### [Text to read]
>> Begin

Gillian Mawson shares some of the remarkable stories she uncovered while researching her new book on how the Second World War affected children on the home front.

DAGENHAM EVACUEES boarding coaches at Lowestoft. Courtesy of Christopher Brooks and Jack Rose

I have a passionate interest in social history.In 2013 I collected personal stories from a hundred people who spent the war years as evacuees in England, Northern Ireland, Scotland and Wales. My new book, Evacuees: Children’s Lives on the WW2 Home Front, contains memorable extracts from these stories. They are accompanied by family photographs, many of which have been rescued from old suitcases and attics. The stories are from those who were evacuated within Britain as part of Operation Pied Piper (the government evacuation programme that began on 1 September 1939). Others come from those who sought sanctuary in Britain from France, Belgium, the Ukraine and Spain, and from those who were fleeing persecution in Germany. There are also memories from evacuees who fled from British territories such as Guernsey, Jersey, Alderney and Gibraltar.

Peter Campbell, at six years old, was sent from Folkestone to Merthyr Tydfil, South Wales, and remembers the upheaval of evacuation. ‘People were lining the street, waving flags and cheering and trying to make us welcome. Halfway up the hill the string on my parcel came off and I dropped everything all over the street. Some kind ladies ran forward, wrapped them up again and carried my parcel to the mission hall.’

Graeme Cox was evacuated from Jersey to Lancashire. ‘We pulled into a railway station, where I managed to read a paintedout sign: “Rochdale”. Someone mentioned that it was where Gracie Fields came from. This trivial bit of information was strangely comforting. I had seen Gracie Fields in films and felt that if they were like her in Rochdale, we would be all right.’

Derek Trayler was evacuated, by sea, from Dagenham in Essex, to Norfolk. ‘The line of evacuees spread halfway across Dagenham. After walking 5 miles, we reached Dagenham Docks, where there were three paddle steamers that normally took Londoners on excursions. Once on board, we hung on the rail without moving, all the way down the Thames and up the East Coast, until we turned in to Yarmouth.’

Culture shock

Evacuees found themselves in homes very different to those they had left behind. Jim Marshall was evacuated from Rochford, Kent, to Bream in Gloucestershire. ‘Dick and I were very lucky as we were chosen by Mrs Percival, who lived at a huge manor house. Priors Lodge was enormous, with 40 acres of grounds, a trout lake, and tennis courts. There was a cook, two housemaids, a gardener and a woodsman.’

JEAN BELL (far right) with her siblings.

>> End

### [Data rows]
>> Begin

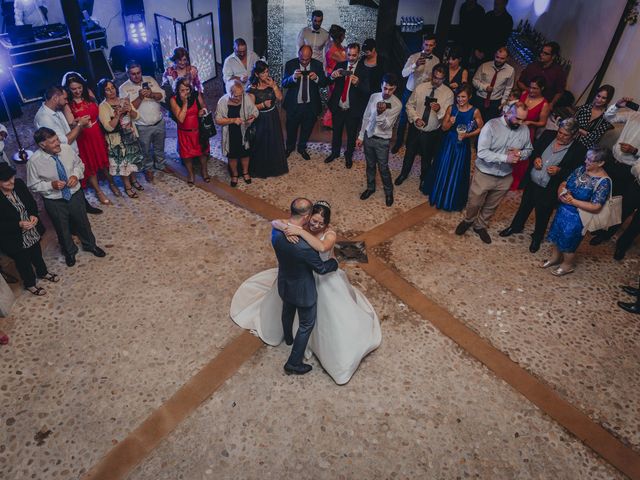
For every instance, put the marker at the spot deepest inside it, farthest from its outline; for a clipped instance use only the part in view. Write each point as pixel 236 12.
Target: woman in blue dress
pixel 447 182
pixel 587 188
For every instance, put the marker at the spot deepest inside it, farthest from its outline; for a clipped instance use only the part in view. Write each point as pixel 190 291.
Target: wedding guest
pixel 235 113
pixel 503 142
pixel 145 95
pixel 51 115
pixel 493 82
pixel 21 230
pixel 92 145
pixel 538 113
pixel 314 36
pixel 186 109
pixel 447 183
pixel 54 171
pixel 182 67
pixel 417 69
pixel 303 78
pixel 239 64
pixel 587 189
pixel 471 15
pixel 496 27
pixel 456 74
pixel 425 110
pixel 380 115
pixel 347 103
pixel 626 153
pixel 4 133
pixel 335 54
pixel 555 155
pixel 125 155
pixel 372 60
pixel 590 117
pixel 267 154
pixel 548 68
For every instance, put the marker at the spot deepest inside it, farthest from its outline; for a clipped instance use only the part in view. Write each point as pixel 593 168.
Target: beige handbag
pixel 608 216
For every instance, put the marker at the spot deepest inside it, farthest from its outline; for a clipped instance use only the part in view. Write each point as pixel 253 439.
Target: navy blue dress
pixel 566 229
pixel 447 183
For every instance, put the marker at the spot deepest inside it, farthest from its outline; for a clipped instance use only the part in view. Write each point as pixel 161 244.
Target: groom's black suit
pixel 297 288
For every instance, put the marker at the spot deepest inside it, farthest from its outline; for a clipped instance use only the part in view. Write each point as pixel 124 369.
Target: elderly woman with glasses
pixel 555 155
pixel 588 188
pixel 235 113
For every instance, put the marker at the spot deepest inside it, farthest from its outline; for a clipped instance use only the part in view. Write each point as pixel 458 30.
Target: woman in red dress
pixel 536 118
pixel 91 142
pixel 335 54
pixel 186 110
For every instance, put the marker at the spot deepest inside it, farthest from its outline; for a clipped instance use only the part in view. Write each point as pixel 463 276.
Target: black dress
pixel 268 158
pixel 236 146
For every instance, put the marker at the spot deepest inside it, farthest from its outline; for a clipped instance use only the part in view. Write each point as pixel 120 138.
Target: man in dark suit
pixel 303 78
pixel 347 103
pixel 296 285
pixel 555 155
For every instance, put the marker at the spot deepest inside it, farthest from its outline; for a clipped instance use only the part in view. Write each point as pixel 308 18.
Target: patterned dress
pixel 566 229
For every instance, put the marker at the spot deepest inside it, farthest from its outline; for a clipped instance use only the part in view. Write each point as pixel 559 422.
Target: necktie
pixel 487 101
pixel 345 89
pixel 305 88
pixel 62 175
pixel 427 108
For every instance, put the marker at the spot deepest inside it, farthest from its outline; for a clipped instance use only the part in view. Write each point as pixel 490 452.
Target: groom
pixel 296 285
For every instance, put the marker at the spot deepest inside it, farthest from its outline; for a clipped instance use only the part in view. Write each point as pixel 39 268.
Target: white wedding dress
pixel 347 328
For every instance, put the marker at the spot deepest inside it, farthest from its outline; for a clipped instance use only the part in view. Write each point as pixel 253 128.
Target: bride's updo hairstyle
pixel 324 209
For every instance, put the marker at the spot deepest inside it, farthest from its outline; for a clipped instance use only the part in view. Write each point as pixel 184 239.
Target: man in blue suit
pixel 296 285
pixel 303 78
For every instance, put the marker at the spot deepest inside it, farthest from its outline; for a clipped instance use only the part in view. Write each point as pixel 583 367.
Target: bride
pixel 347 328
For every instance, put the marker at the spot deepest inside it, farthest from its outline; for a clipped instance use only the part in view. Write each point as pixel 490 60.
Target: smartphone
pixel 633 106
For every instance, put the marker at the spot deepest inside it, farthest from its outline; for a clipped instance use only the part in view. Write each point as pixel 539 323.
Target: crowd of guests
pixel 447 108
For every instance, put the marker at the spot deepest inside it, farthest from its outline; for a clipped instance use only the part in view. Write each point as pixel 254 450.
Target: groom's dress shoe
pixel 630 307
pixel 304 154
pixel 297 369
pixel 366 194
pixel 630 290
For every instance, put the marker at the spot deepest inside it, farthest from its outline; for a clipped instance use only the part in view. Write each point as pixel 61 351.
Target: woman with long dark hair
pixel 186 110
pixel 268 158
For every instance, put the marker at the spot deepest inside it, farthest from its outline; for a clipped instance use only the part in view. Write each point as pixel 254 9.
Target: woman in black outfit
pixel 21 230
pixel 268 158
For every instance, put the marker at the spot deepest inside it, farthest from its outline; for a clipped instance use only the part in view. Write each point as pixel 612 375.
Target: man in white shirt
pixel 626 153
pixel 416 70
pixel 379 117
pixel 30 12
pixel 55 171
pixel 315 36
pixel 239 64
pixel 145 95
pixel 51 115
pixel 493 82
pixel 425 110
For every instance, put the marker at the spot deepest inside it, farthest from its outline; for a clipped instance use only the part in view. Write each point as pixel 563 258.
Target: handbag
pixel 250 131
pixel 608 216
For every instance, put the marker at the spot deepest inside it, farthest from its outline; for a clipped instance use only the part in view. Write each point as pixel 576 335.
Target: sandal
pixel 115 190
pixel 37 291
pixel 130 193
pixel 51 277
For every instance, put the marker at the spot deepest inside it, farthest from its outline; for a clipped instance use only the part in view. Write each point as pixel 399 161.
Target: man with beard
pixel 503 142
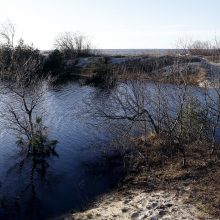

>> End

### [Things to do]
A) In the article on wartime evacuees, shorten the paragraph beginning "Derek Trayler was evacuated" into a brief list that keeps its main facts.
B) Pick up the article on wartime evacuees after its final line and keep writing it.

### [Written responses]
A)
- Derek Trayler was evacuated by sea from Dagenham, Essex, to Norfolk.
- The line of evacuees stretched halfway across Dagenham.
- They walked 5 miles to Dagenham Docks.
- Three paddle steamers were waiting there. They normally carried Londoners on excursions.
- On board, the children held the rail without moving all the way down the Thames and up the East Coast until the boats turned in to Yarmouth.

B)
In July 1940, Lourdes Galliano was evacuated from Gibraltar into the heart of the London Blitz. ‘We were taken to the Empress Hall in Earls Court, a skating rink converted into an evacuee reception centre. The rows of tiered seats in the hall had been closed and folding camp beds had been jammed into the gaps – there were 750 of us! We were very tired but as we lay on our camp beds we could see that the domed ceiling was entirely made of glass. One night we heard the loud wail of the air raid warning but we didn’t know where to turn with this menacing glass dome above us. We were directed to a shelter outside and hours later we crawled gratefully back to our folding camp beds, only to find most of them covered in glass from the panes that had fallen in during the bombing.’

Some stories shatter the myth that most evacuees were deprived city children, who left the slums for pristine homes in the countryside. City children recall their shock at being billeted in country cottages with no running water, gas or electricity. Peter Staples was evacuated from the East End of London to Norfolk. ‘Donald and I went to live with Mr and Mrs Scarff in Brumstead, near Stalham. They had two sons, Patrick aged ten, and Derek, aged 14. They had no gas or electricity, drew water from a well and cooked on a Primus stove and range, which shocked my mum when she came to visit. Despite this they were a delightful family and we stayed in touch for some time after the war.’

Kindness of strangers

There was much compassion shown to evacuees by local communities and foster parents. One Lancashire man, John Fletcher, raised funds from all over the world so that 300 Channel Island evacuees could receive a Christmas gift every year. His grandson recalls, ‘In December 1940, my grandfather arranged a Christmas party at which, dressed as Father Christmas, he presented 200 children with gift parcels. Throughout the war, he continued this fundraising work, purchasing at least 300 parcels every year.’

BRIAN RUSSELL, with his mother, Miriam.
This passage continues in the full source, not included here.